■ Action item ■
Transcribe exactly every line from the one with "Query: tree" to the last line of the listing below, including both.

• • • • • • •

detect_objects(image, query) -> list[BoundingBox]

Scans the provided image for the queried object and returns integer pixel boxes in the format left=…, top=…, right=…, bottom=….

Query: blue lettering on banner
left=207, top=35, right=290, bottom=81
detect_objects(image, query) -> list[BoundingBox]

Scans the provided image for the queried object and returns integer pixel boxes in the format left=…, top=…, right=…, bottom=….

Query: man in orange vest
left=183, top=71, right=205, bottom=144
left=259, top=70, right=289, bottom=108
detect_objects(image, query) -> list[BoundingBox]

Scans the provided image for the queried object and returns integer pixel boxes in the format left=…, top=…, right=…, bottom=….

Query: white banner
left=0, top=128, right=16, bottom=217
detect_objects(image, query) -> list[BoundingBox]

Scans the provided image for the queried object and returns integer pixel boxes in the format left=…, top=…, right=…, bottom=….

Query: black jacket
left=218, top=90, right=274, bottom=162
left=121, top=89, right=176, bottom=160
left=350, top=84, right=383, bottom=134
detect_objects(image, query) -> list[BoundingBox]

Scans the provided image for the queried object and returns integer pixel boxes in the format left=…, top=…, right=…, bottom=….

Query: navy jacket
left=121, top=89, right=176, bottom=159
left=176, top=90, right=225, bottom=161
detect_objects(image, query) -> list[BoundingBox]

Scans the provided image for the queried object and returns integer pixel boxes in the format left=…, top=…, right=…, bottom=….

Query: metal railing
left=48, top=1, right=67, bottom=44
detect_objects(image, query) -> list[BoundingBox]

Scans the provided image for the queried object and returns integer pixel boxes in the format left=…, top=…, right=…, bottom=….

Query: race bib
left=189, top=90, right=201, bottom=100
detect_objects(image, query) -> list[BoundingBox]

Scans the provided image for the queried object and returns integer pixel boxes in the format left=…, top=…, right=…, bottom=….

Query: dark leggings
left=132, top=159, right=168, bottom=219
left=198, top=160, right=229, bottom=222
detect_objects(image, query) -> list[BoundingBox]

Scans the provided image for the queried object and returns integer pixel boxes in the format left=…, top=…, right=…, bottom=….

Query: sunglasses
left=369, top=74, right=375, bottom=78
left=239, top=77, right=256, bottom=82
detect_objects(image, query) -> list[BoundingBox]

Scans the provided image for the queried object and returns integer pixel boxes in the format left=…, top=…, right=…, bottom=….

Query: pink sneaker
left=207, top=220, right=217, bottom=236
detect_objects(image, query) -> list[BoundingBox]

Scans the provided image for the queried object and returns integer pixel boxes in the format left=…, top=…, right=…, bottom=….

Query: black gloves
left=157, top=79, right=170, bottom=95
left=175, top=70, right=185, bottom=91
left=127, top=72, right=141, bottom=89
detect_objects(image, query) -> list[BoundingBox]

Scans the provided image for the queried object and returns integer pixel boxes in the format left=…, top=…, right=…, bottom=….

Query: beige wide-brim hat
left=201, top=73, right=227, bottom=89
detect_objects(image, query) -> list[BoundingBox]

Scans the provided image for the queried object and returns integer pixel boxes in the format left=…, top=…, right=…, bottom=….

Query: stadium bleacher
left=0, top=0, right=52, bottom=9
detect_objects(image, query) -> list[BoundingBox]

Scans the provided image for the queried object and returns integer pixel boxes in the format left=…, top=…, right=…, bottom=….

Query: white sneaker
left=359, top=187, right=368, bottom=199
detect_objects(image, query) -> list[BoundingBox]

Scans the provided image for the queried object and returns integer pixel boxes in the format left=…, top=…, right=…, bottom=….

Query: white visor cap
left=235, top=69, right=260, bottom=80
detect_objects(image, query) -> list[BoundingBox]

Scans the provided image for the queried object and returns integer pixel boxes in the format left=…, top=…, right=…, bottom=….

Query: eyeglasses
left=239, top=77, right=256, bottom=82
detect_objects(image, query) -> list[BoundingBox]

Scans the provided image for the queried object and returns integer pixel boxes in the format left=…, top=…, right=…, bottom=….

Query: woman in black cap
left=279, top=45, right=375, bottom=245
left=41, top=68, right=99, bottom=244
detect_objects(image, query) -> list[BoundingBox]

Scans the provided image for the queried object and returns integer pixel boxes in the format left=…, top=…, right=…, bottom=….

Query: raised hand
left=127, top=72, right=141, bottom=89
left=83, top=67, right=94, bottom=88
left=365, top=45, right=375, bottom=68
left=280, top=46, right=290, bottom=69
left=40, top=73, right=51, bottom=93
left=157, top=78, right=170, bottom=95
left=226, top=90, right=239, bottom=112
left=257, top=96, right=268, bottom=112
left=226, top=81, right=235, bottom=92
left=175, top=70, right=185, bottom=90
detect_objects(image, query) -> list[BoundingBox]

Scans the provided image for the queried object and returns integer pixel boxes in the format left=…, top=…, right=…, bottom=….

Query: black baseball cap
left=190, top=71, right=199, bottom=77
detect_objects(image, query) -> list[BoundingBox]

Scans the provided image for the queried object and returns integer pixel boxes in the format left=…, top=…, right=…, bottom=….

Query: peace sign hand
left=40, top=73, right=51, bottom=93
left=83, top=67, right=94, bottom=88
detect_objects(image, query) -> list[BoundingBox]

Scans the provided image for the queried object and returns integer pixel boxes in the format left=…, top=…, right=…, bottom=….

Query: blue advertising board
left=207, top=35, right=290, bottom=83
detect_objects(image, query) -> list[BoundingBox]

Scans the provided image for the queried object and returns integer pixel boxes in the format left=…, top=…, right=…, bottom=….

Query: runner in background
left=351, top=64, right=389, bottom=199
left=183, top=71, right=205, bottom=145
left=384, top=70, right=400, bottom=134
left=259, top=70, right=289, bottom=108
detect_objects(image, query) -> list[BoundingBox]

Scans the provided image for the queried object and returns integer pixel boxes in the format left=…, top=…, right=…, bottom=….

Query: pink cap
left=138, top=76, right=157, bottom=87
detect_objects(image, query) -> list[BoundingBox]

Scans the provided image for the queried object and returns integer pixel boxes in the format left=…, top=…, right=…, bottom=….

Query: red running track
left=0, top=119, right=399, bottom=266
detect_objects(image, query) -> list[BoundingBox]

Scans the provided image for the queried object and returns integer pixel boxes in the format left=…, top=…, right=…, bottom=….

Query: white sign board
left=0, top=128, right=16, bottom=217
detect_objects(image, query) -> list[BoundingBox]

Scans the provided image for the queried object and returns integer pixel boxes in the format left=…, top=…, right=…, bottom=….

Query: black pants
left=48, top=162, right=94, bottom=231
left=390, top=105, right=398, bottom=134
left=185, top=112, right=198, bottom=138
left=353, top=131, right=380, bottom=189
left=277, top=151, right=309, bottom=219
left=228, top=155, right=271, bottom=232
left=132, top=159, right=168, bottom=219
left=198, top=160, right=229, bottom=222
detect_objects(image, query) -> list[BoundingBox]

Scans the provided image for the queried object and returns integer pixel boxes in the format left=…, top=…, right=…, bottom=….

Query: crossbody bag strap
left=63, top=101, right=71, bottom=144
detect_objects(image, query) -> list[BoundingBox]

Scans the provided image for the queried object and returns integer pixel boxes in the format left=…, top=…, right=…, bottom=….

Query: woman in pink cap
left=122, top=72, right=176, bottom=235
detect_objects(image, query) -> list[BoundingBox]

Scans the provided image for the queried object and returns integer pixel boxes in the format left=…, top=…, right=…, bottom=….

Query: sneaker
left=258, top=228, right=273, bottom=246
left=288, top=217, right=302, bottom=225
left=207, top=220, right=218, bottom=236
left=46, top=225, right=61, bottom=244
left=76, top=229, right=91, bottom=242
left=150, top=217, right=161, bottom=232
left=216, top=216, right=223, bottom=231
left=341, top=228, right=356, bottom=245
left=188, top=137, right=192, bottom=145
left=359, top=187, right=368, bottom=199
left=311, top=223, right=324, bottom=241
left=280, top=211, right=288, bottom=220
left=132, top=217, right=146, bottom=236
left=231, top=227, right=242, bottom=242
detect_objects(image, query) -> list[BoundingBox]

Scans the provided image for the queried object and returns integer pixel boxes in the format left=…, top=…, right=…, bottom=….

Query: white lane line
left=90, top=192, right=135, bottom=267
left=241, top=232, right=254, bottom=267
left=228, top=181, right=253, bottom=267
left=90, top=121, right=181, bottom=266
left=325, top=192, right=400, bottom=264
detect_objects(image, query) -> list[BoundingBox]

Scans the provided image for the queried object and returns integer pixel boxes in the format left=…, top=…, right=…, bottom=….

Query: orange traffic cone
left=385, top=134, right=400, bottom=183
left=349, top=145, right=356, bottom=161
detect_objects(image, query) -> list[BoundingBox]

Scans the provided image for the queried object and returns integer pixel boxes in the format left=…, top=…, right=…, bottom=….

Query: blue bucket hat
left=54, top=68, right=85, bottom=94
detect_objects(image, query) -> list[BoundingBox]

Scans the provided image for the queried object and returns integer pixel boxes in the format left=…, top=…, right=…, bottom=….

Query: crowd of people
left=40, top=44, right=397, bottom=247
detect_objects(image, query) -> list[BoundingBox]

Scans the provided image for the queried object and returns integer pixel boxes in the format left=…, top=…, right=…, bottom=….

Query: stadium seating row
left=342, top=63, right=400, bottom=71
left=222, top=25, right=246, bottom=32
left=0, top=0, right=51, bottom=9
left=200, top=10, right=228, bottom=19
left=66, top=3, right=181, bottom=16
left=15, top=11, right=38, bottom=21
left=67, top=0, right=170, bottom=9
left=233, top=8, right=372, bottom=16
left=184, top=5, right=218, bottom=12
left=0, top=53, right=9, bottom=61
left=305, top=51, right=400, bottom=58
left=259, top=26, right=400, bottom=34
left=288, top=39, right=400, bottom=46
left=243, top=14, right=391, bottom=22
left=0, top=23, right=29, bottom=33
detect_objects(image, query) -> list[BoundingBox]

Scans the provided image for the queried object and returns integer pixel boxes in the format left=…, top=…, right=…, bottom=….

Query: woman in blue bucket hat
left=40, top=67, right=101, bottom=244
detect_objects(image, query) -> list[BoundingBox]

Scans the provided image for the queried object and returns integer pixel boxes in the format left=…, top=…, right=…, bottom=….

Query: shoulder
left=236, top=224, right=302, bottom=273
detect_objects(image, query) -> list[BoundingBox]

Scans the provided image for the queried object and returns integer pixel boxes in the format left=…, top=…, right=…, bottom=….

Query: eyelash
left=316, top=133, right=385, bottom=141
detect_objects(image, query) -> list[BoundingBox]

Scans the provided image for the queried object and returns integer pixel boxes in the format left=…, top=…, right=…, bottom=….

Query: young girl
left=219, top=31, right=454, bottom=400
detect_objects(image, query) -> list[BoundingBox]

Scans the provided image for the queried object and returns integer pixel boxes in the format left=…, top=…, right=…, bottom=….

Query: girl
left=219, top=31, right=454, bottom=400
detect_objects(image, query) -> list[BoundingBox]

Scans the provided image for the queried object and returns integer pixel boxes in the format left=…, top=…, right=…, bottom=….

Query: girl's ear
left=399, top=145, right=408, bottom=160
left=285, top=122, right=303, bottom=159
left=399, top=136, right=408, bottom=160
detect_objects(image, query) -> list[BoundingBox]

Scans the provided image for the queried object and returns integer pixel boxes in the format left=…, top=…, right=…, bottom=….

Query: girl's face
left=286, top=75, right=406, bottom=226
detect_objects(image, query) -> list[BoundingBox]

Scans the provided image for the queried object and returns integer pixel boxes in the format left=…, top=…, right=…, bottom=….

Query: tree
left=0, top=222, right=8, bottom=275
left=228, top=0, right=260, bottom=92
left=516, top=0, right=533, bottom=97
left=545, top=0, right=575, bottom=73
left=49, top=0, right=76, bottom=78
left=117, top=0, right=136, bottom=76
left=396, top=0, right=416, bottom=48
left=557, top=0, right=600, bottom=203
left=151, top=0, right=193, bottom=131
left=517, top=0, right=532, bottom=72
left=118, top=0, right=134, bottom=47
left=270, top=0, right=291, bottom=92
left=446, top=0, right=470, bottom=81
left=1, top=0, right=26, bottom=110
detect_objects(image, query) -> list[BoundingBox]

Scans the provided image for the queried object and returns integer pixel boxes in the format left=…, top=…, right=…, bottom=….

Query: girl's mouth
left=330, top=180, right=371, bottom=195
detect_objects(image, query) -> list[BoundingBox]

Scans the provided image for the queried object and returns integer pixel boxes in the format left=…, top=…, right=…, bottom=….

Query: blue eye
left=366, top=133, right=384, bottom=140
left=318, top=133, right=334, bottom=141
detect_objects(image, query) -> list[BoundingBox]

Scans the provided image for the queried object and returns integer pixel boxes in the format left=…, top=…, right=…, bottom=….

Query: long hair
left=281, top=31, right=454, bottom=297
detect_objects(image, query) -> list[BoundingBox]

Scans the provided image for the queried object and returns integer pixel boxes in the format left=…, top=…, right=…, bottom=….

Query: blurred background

• • • • • • •

■ Your solution ■
Query: tree
left=0, top=222, right=8, bottom=275
left=228, top=0, right=260, bottom=92
left=516, top=0, right=533, bottom=97
left=545, top=0, right=575, bottom=73
left=49, top=0, right=76, bottom=78
left=117, top=0, right=136, bottom=76
left=396, top=0, right=416, bottom=48
left=557, top=0, right=600, bottom=203
left=151, top=0, right=193, bottom=131
left=517, top=0, right=532, bottom=72
left=118, top=0, right=134, bottom=47
left=270, top=0, right=291, bottom=92
left=446, top=0, right=470, bottom=81
left=1, top=0, right=26, bottom=110
detect_objects(image, query) -> list[BoundingBox]

Scans the provided image for the queried object and returns integer pixel boxes in the format left=…, top=…, right=…, bottom=….

Query: girl's mouth
left=330, top=180, right=371, bottom=195
detect_objects(image, query) -> list[BoundingBox]

Scans the provided image for the queried object and returns integer pixel boxes in the format left=…, top=…, right=…, bottom=….

Query: blue eye
left=366, top=133, right=384, bottom=140
left=318, top=133, right=334, bottom=141
detect_objects(image, query) -> list[BoundingBox]

Scans the provided image for the queried object and returns integer pixel boxes in the format left=…, top=…, right=…, bottom=….

Query: long hair
left=281, top=31, right=454, bottom=297
detect_objects(image, query) -> list[BoundingBox]

Scans the provided image for the queried object and returns integer pixel boxes in the format left=…, top=…, right=…, bottom=….

Query: blurred background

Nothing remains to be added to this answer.